§ **What the task asks**: Start with the line containing "of the cloudy" and write out each line through the end of the listing, exactly as given.

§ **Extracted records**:
%%

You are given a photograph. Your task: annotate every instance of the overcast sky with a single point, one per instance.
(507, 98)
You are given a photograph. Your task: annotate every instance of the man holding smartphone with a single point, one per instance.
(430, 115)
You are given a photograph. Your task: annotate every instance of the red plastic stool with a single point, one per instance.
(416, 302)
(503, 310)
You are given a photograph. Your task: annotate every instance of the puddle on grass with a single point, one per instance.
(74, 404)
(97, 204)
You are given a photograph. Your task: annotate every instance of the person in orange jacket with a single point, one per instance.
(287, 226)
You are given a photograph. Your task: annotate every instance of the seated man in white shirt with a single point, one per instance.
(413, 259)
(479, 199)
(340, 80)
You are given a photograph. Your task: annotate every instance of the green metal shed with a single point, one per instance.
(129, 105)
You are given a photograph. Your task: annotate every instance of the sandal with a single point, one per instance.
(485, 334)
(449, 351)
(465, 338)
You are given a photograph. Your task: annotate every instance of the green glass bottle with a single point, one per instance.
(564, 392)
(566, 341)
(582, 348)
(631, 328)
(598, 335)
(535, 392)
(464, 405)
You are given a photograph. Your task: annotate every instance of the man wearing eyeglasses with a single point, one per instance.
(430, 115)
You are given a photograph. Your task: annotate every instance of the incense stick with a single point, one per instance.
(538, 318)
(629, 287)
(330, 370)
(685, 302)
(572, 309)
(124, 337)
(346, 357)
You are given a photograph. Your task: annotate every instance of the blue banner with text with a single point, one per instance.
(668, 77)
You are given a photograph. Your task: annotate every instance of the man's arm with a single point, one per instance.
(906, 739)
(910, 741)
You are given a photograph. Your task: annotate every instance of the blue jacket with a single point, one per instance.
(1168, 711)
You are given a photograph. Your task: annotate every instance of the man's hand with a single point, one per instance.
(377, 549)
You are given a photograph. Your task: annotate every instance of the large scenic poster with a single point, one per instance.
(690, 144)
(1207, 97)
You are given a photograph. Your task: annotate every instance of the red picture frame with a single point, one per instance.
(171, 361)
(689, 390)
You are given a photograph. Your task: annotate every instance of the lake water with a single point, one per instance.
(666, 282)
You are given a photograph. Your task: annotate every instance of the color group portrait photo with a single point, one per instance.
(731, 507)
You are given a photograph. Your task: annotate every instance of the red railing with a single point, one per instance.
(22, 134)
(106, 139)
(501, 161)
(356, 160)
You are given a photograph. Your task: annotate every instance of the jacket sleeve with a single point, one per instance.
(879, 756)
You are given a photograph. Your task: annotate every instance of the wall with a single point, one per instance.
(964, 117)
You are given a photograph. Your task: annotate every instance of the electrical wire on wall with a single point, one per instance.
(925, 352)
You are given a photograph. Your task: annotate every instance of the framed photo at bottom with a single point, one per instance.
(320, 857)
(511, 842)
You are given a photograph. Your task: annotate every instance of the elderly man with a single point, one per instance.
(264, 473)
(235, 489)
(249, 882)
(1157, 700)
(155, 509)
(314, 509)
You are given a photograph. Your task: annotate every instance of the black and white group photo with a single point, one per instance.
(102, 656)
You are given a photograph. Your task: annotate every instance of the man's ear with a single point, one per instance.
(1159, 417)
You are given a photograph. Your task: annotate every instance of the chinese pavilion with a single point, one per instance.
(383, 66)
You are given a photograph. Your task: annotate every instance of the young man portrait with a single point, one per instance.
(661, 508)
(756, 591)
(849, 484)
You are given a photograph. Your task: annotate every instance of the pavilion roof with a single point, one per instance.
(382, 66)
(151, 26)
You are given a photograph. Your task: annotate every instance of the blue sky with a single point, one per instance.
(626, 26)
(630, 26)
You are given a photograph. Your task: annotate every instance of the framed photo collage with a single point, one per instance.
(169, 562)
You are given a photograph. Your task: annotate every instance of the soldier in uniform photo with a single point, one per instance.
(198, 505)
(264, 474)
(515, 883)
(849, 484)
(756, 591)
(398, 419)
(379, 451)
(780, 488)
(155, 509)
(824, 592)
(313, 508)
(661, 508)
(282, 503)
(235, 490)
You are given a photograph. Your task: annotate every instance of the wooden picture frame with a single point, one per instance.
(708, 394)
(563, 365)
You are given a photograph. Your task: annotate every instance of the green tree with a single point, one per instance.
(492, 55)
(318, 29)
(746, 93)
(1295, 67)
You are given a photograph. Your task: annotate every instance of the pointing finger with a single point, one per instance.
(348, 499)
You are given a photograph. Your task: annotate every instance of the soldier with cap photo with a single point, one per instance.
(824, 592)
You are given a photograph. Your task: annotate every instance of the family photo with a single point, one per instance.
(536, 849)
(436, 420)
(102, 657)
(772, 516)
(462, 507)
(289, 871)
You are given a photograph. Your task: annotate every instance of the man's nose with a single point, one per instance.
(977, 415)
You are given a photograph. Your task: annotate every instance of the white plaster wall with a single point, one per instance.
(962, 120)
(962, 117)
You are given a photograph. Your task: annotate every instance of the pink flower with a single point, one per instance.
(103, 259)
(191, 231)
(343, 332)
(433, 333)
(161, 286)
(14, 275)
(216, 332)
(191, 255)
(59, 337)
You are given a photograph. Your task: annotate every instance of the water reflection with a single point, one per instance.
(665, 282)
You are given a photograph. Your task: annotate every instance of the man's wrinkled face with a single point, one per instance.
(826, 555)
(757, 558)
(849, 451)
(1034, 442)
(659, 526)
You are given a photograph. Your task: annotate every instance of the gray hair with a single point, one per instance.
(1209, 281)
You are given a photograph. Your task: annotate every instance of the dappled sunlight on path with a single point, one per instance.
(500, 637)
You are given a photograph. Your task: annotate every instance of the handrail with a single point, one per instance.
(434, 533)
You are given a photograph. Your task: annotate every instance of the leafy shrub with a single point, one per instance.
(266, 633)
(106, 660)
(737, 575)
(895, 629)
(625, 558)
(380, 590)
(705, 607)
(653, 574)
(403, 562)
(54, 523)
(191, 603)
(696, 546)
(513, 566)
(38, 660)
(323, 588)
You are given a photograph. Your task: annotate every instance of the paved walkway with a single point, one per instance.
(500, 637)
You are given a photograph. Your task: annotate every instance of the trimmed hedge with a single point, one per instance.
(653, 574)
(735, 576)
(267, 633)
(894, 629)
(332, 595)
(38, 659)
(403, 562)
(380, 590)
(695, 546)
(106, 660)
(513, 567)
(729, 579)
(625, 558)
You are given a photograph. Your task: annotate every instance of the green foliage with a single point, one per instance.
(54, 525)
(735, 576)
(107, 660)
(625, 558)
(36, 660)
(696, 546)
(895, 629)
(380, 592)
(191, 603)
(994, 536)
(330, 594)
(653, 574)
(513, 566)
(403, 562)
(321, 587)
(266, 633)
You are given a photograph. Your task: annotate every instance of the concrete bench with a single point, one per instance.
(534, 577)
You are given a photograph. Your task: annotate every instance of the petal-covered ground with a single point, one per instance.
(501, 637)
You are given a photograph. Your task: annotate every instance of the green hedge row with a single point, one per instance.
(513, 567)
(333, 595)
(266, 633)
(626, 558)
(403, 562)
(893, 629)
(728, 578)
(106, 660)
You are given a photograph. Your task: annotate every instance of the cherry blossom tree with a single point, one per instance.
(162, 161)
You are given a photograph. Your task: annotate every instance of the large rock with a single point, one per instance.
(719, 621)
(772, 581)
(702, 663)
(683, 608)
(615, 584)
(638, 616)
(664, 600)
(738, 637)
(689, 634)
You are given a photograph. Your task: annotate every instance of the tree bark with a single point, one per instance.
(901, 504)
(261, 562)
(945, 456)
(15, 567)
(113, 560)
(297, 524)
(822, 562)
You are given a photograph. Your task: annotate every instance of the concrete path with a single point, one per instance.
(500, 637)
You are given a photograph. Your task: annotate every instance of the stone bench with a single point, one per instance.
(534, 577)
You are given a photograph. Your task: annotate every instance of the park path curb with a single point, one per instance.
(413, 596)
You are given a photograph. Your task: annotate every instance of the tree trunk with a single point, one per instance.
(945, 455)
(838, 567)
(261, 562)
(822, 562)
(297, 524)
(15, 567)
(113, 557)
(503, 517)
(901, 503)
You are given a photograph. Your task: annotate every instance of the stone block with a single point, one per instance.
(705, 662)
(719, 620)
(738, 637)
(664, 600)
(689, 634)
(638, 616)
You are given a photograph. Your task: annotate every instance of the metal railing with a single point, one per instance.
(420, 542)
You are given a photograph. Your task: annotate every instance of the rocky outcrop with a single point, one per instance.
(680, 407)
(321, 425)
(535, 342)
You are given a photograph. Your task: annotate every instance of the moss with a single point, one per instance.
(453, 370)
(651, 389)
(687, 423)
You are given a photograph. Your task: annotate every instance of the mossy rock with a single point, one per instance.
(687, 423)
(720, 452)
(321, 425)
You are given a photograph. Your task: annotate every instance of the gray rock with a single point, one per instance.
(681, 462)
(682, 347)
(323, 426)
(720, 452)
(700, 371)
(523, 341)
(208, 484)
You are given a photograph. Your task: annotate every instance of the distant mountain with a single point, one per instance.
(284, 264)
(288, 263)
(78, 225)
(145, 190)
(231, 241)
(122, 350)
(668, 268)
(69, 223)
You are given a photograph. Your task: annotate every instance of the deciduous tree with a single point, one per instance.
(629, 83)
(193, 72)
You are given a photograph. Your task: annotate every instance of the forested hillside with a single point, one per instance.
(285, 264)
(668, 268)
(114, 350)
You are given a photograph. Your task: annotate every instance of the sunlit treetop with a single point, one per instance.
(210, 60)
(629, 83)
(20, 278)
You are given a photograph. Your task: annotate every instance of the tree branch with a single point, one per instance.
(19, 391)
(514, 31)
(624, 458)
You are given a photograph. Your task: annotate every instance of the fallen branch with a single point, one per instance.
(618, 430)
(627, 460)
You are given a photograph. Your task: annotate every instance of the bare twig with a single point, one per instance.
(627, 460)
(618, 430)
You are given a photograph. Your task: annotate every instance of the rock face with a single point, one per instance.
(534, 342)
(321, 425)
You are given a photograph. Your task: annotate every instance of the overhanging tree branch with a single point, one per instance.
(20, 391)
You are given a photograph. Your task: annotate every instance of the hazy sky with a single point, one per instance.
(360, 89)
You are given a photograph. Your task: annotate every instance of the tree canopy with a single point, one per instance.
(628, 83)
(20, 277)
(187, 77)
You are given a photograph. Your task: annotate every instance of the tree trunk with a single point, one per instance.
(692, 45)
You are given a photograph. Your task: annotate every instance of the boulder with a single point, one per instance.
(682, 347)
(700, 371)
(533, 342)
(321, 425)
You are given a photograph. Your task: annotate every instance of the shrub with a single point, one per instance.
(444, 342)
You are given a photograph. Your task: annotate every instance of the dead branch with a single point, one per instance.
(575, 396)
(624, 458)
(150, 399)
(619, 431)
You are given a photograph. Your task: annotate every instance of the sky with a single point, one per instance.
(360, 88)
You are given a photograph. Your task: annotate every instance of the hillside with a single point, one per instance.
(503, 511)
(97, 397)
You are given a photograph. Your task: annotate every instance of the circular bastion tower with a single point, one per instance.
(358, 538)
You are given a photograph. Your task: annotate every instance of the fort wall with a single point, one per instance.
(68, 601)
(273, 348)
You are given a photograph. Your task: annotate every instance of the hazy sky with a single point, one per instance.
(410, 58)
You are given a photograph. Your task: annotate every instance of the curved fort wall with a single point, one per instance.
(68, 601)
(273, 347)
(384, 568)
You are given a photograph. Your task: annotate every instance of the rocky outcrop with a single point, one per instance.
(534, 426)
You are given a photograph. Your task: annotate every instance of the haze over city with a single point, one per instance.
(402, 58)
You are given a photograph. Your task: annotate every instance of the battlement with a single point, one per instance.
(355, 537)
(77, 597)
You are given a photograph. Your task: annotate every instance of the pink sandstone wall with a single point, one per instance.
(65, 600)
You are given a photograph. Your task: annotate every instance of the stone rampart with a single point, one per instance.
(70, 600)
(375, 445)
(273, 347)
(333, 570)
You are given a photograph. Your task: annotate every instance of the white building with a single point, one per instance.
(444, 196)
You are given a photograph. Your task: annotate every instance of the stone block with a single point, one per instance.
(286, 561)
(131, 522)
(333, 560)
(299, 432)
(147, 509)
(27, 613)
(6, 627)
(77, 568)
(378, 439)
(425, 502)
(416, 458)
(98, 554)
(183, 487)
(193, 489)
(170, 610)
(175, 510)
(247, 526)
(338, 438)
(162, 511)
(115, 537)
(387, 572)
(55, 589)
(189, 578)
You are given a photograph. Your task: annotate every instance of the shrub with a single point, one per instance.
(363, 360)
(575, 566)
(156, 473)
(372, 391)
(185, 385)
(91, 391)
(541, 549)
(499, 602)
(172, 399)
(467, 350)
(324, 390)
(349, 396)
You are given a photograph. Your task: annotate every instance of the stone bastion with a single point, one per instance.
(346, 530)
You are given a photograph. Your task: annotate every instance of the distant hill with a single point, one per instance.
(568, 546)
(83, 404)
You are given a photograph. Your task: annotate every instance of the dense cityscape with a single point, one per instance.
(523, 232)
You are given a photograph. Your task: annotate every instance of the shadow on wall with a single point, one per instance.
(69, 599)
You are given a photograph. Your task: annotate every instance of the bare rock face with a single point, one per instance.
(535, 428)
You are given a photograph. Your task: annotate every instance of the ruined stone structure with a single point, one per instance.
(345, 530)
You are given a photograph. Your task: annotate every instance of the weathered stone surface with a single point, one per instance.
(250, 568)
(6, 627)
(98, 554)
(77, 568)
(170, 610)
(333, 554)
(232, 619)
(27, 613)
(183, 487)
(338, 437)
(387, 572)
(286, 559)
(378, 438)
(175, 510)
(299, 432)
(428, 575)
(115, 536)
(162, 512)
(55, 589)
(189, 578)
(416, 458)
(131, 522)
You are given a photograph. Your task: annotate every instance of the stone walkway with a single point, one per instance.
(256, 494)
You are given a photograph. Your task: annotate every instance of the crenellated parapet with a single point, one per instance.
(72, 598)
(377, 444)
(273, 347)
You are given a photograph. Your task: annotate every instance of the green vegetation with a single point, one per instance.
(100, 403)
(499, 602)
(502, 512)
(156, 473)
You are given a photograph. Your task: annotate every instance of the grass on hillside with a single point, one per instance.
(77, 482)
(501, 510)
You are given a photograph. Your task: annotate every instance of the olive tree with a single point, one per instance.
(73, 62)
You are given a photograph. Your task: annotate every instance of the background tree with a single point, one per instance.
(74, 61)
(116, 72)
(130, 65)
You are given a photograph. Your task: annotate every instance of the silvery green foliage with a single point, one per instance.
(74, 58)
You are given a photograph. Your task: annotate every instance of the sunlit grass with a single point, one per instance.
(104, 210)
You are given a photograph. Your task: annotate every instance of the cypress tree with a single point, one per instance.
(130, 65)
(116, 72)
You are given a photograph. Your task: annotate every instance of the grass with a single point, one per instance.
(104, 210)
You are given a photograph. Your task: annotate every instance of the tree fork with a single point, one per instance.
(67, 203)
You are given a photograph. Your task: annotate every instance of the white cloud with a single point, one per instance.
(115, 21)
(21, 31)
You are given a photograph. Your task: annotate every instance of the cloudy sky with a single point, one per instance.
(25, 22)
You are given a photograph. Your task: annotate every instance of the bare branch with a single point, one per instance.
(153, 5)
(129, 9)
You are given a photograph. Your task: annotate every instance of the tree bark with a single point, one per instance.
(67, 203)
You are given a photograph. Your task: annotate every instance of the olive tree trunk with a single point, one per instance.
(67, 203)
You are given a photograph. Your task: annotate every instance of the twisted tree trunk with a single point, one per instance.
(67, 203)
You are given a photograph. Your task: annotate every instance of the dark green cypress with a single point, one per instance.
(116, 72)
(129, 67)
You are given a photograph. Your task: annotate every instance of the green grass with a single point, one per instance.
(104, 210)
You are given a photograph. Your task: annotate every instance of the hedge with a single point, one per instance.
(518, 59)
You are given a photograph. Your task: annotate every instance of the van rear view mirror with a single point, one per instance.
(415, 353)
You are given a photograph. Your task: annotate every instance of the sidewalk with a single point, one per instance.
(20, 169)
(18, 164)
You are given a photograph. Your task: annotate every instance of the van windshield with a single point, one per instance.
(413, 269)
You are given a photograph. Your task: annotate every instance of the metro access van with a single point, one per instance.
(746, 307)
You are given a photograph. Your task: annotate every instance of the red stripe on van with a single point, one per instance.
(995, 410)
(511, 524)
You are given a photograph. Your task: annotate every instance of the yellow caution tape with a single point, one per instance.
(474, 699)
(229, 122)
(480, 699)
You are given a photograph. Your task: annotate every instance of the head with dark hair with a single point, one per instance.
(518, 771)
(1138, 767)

%%

§ **Full solution**:
You are given a photograph. Your task: annotate every instance of the cloudy sky with a single point, one per instance.
(25, 22)
You are given a photograph. Your task: annotate every instance of the bare branch with a single point, one per instance.
(153, 5)
(129, 9)
You are given a photograph. Your task: annotate every instance of the tree bark with a single point, one per instance.
(67, 203)
You are given a photograph. Your task: annotate every instance of the olive tree trunk with a single point, one per instance.
(67, 203)
You are given a photograph. Your task: annotate every instance of the twisted tree trunk with a single point, one per instance.
(67, 203)
You are given a photograph. Your task: annotate every instance of the dark green cypress with a single point, one per instance.
(116, 72)
(129, 67)
You are given a photograph. Your task: annotate every instance of the green grass with a single point, one per instance.
(104, 210)
You are given a photograph. Your task: annotate every instance of the hedge with a single point, one per instance.
(518, 59)
You are given a photograph. Your task: annotate every instance of the van rear view mirror with a single point, one per instance.
(415, 353)
You are given a photograph. Your task: annotate every instance of the sidewalk with a single point, one per instance.
(20, 169)
(18, 164)
You are given a photograph. Your task: annotate every instance of the van windshield with a single point, one per instance.
(413, 269)
You are given a photograph. Your task: annotate every instance of the metro access van with a single point, one per instance.
(746, 307)
You are given a photograph. Your task: annotate every instance of the red stripe on van with a single point, one per instance.
(995, 410)
(511, 524)
You are given a photograph. Your task: annotate every instance of the yellow caution tape with a single point, one per instance.
(474, 699)
(229, 122)
(480, 699)
You are given a photograph. Your task: annotate every instance of the head with dark hair with a single point, one per instance.
(518, 771)
(1138, 767)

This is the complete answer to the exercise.